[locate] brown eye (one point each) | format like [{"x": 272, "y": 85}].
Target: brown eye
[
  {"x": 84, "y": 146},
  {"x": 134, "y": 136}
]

Task brief ▸ Reproduce the data, keeping every line exactly the same.

Answer area ▸
[locate] brown eye (one point each) | format like [{"x": 272, "y": 85}].
Target: brown eye
[
  {"x": 84, "y": 146},
  {"x": 134, "y": 136}
]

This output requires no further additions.